— Start —
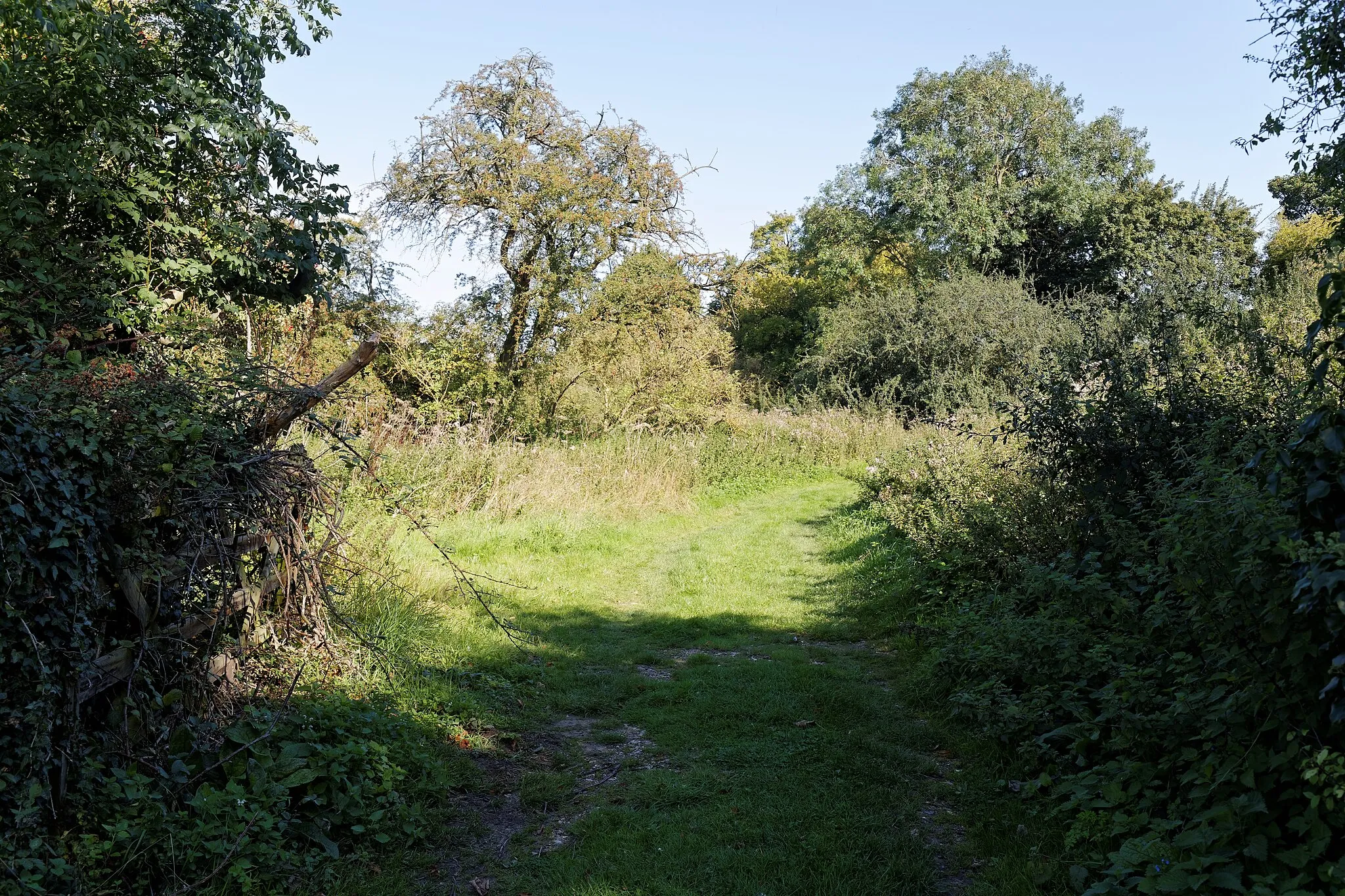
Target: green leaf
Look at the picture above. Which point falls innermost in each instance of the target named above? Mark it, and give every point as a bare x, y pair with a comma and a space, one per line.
303, 777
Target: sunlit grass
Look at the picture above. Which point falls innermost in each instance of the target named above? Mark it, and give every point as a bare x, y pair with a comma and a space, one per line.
743, 801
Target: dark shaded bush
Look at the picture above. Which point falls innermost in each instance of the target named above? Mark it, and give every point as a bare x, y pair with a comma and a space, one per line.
967, 343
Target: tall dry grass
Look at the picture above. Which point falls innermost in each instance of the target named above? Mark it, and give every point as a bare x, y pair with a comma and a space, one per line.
627, 472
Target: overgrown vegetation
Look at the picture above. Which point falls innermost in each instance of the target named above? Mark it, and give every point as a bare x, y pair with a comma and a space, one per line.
1105, 505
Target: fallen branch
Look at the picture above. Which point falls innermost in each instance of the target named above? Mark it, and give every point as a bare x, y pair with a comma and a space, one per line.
310, 396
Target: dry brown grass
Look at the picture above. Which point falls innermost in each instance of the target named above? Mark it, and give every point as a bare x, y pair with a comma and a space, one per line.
628, 472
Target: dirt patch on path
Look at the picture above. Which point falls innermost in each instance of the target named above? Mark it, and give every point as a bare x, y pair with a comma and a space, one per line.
495, 820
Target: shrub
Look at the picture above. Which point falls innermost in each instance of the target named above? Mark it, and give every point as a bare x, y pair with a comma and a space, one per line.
946, 345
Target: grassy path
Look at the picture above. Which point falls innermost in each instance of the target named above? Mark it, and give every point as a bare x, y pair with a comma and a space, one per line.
699, 723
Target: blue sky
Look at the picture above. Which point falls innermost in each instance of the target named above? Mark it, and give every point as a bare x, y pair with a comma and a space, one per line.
779, 95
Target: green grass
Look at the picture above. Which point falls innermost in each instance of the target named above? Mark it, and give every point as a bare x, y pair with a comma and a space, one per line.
734, 797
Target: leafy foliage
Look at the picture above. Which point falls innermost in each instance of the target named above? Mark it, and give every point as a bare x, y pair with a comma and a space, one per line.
967, 343
533, 187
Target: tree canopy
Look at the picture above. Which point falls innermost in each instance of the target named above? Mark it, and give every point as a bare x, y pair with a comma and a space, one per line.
537, 188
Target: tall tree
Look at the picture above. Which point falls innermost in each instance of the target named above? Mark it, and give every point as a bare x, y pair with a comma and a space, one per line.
993, 167
535, 187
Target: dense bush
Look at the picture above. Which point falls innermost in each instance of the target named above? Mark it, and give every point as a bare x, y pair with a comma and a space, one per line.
966, 343
1128, 603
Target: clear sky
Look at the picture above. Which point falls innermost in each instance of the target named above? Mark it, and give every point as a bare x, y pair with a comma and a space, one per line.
779, 95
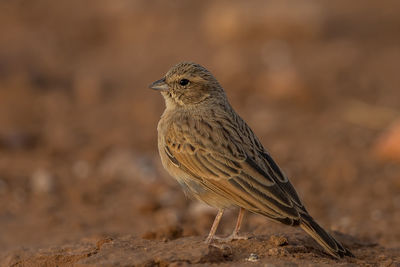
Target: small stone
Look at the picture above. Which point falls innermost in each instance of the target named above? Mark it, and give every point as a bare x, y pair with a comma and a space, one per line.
278, 241
253, 257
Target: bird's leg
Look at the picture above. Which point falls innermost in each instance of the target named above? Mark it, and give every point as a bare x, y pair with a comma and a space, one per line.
214, 226
235, 234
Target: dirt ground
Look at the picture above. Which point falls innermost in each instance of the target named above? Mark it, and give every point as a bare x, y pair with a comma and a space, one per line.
80, 179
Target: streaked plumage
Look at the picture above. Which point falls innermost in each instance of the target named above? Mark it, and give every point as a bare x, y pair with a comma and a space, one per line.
217, 158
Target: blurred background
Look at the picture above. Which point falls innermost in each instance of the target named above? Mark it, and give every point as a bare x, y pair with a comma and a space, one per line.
318, 81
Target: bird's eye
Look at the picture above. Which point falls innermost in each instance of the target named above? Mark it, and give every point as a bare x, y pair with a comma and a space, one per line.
184, 82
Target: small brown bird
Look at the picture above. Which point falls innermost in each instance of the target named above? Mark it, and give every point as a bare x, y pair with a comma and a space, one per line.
217, 159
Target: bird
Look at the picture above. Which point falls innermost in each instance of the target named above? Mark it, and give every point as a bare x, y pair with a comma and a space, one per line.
217, 159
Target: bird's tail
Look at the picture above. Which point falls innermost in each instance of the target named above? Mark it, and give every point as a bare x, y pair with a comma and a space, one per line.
330, 244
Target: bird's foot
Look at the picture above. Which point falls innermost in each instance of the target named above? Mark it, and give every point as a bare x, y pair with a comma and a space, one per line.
231, 238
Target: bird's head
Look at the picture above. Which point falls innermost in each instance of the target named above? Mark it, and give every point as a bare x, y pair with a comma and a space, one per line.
188, 84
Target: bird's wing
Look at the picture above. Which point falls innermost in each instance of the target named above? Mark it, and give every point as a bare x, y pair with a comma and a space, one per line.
216, 155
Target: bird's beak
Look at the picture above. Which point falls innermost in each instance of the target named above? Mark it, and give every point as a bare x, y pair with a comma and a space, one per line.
159, 85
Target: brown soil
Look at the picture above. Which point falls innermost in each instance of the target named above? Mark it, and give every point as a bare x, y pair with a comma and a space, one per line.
80, 179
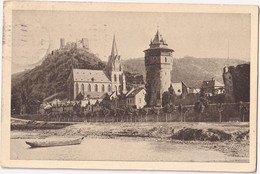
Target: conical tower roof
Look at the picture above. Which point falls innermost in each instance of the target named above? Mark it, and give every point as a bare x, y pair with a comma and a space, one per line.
158, 42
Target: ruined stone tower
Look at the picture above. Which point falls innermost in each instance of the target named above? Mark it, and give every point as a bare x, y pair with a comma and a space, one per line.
158, 65
229, 89
114, 71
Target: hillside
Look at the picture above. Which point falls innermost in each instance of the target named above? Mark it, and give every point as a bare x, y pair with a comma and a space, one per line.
32, 86
191, 70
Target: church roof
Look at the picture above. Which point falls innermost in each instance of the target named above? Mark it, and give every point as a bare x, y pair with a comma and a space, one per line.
86, 75
135, 92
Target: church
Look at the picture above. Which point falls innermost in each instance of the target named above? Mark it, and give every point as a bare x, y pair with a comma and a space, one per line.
93, 84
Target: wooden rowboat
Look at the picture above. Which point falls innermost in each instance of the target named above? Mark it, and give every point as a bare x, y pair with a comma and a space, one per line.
49, 142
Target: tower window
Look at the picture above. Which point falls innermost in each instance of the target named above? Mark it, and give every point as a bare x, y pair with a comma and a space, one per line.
96, 88
158, 95
82, 88
77, 88
103, 88
89, 87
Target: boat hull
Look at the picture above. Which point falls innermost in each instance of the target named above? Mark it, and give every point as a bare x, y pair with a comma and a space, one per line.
54, 142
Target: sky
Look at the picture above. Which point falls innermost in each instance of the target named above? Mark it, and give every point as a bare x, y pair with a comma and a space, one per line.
202, 35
— End —
*Your goal*: Copy exactly, and only, the lines from the one containing "Target: ruined stone tower" through the last line of the listing.

*Solution below*:
Target: ruined stone tower
Look at the picture above. Which point falls innermost in each instance of the target named above? Mark it, and give every point as a bare x, y pair with a comma and a space, one per line.
158, 65
229, 89
114, 71
Target: hillside
Look at the picture above. Which point falls innermost in each instance of the target named above? Mark it, and give every point as a bare x, y pair with a comma and a space, one per line.
32, 86
191, 70
Target: church roof
Look at the picture above. Which point falls innermost in each instance of the target named above? Mark it, and give every point as a bare x, y pair with a comma and a space, one per line.
86, 75
135, 92
Target: church
Look at the picture above. Which point falls innermost in each instance of the target named above? Mark it, and give every point as a bare x, y pair with a comma and a space, one per line.
93, 84
Target: wooden rowboat
Look at the picture above. Which point falls innermost in each instance of the target named above? Mark it, and give every point as a bare x, y pair with a comma and a space, one per line.
49, 142
Target: tower window
Look at the picture above. Which point falls innermost in each instance of the target named above? Mark it, and give every point as a bare x, y pair with a comma and a space, one per line.
96, 88
158, 95
82, 88
77, 88
103, 88
89, 87
Target: boat hull
Look at the picture above. Which point falls innermost in each instance of the target named above? Mark it, and give every point as a bare x, y pair with a comma and a space, one per line.
54, 142
Target: sky
Look at the picture above. Which point falls innermost in each instance of the target named above? Mark it, and give every point as a bare x, y pair with a comma and a space, one per line.
202, 35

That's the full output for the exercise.